__EXCERPT__.
========================

On 29–30 May, the militants staged one of their bloodiest attacks, killing 22 and injuring 25—mainly foreign workers—in the oil-industry town of Khobar. The four gunmen took dozens hostage, attacking three buildings over a 25-hour period—including the Oasis compound, which houses the employees of foreign oil companies. According to witnesses, they separated Christian and Muslim workers they found and shot the Christians. Of those killed, 19 were foreign civilians, three were Saudis. As in the Yanbu attack one (foreign) victim was killed by being tied to the back of a vehicle and dragged through the street. Three of the four gunmen escaped.

On 6 June, gunmen shot and killed an Irish cameraman of the BBC, Simon Cumbers, and also wounded reporter Frank Gardner.

On 8 June, American Robert Jacobs of Vinnell Corp. was shot in his Riyadh villa.

Another American expatriate, Kenneth Scroggs, was shot to death by two gunmen outside his home in Riyadh on 13 June, and an American working for Lockheed Martin, Paul Marshall Johnson, was kidnapped at a fake police checkpoint in Riyadh.

========================

__RECORDS SHOWN__.
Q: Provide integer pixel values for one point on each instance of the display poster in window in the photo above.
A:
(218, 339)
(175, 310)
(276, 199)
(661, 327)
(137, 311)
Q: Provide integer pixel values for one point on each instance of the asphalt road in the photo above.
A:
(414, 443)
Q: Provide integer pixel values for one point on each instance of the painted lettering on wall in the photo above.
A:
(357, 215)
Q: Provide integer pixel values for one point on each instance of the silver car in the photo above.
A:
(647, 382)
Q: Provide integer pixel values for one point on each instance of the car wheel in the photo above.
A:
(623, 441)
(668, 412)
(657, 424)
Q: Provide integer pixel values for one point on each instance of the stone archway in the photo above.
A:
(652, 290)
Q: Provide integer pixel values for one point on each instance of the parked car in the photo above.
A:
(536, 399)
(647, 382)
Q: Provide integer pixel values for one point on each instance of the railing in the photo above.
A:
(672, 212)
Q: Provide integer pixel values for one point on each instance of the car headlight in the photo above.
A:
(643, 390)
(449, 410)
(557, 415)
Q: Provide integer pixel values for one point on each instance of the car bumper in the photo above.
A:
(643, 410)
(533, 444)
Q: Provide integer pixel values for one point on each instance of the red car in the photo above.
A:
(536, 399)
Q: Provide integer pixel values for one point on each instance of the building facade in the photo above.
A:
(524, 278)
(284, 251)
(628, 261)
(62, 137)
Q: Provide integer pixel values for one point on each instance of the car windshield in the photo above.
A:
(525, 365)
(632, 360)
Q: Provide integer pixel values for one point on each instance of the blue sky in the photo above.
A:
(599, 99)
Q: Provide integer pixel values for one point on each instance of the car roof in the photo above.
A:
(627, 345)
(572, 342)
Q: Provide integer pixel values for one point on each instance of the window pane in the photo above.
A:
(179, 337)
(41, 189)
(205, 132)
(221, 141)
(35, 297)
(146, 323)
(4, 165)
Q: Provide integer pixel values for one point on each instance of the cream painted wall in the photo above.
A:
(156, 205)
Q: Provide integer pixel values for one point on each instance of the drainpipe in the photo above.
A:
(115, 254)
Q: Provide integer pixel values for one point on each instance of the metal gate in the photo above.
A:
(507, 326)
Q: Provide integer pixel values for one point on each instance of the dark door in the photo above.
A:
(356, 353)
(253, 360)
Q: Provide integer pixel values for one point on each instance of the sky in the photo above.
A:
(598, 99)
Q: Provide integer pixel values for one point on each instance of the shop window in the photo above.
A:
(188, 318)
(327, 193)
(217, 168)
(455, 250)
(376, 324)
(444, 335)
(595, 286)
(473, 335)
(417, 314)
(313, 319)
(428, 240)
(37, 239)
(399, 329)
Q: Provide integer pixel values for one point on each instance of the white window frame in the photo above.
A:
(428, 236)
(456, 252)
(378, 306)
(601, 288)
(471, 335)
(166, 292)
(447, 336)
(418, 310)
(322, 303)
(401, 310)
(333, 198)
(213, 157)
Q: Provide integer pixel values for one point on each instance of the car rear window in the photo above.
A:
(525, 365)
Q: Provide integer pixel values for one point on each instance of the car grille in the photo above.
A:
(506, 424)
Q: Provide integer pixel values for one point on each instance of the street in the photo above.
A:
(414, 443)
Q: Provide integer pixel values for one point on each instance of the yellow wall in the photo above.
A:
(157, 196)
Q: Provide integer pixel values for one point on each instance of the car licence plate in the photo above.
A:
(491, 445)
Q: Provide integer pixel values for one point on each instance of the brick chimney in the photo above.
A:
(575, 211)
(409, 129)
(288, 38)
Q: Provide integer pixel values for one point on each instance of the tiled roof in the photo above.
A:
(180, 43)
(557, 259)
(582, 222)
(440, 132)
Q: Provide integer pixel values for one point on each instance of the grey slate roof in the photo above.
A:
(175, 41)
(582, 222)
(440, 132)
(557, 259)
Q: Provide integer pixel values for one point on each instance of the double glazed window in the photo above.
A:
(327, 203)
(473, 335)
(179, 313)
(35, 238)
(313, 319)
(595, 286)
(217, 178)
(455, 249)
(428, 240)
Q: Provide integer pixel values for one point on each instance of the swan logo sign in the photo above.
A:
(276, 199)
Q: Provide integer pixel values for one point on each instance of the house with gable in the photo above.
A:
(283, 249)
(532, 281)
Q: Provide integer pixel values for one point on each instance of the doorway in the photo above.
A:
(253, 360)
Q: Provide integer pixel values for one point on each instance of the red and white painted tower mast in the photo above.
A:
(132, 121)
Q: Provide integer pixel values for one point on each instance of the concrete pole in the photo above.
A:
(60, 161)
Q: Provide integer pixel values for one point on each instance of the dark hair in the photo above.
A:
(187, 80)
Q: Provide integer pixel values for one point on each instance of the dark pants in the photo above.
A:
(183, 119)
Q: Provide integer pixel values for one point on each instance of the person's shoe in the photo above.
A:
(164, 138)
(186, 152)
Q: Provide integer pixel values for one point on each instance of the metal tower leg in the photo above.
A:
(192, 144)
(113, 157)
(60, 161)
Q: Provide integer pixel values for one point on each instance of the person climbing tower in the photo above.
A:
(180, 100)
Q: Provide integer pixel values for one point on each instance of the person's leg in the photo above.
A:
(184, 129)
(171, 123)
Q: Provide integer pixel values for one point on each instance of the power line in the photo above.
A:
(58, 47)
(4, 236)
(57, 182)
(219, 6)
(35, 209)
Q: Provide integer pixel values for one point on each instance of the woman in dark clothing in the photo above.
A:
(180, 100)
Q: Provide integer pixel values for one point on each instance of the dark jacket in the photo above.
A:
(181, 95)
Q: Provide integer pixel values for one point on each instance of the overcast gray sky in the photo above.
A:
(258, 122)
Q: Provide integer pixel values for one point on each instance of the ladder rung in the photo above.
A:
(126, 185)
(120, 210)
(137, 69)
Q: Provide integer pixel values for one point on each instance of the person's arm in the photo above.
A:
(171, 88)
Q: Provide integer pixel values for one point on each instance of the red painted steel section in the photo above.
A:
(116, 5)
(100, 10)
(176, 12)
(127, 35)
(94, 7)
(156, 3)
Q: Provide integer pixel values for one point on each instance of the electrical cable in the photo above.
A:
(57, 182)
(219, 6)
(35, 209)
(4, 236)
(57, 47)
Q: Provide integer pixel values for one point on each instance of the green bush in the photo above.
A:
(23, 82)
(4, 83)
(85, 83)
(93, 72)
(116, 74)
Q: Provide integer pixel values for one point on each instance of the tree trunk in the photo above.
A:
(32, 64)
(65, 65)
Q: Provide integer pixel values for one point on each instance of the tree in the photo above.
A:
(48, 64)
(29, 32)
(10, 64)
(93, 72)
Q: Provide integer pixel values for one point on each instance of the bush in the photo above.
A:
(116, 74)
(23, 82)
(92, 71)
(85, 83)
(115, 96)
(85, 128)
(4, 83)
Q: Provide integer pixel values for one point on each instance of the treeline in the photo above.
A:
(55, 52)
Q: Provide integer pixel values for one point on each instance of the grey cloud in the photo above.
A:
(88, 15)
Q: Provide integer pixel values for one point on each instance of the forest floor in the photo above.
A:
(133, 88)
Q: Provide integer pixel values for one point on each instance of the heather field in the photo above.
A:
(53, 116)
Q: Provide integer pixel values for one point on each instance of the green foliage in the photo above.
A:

========================

__PROBLEM REQUIREMENTS__. In the account of the militant attacks, change "Vinnell Corp." to "Vinnell Corporation" and write out the passage again from "On 6 June, gunmen" to "his Riyadh villa.". The items have no role in this work.

__REPLY TO THE TASK__.
On 6 June, gunmen shot and killed an Irish cameraman of the BBC, Simon Cumbers, and also wounded reporter Frank Gardner.

On 8 June, American Robert Jacobs of Vinnell Corporation was shot in his Riyadh villa.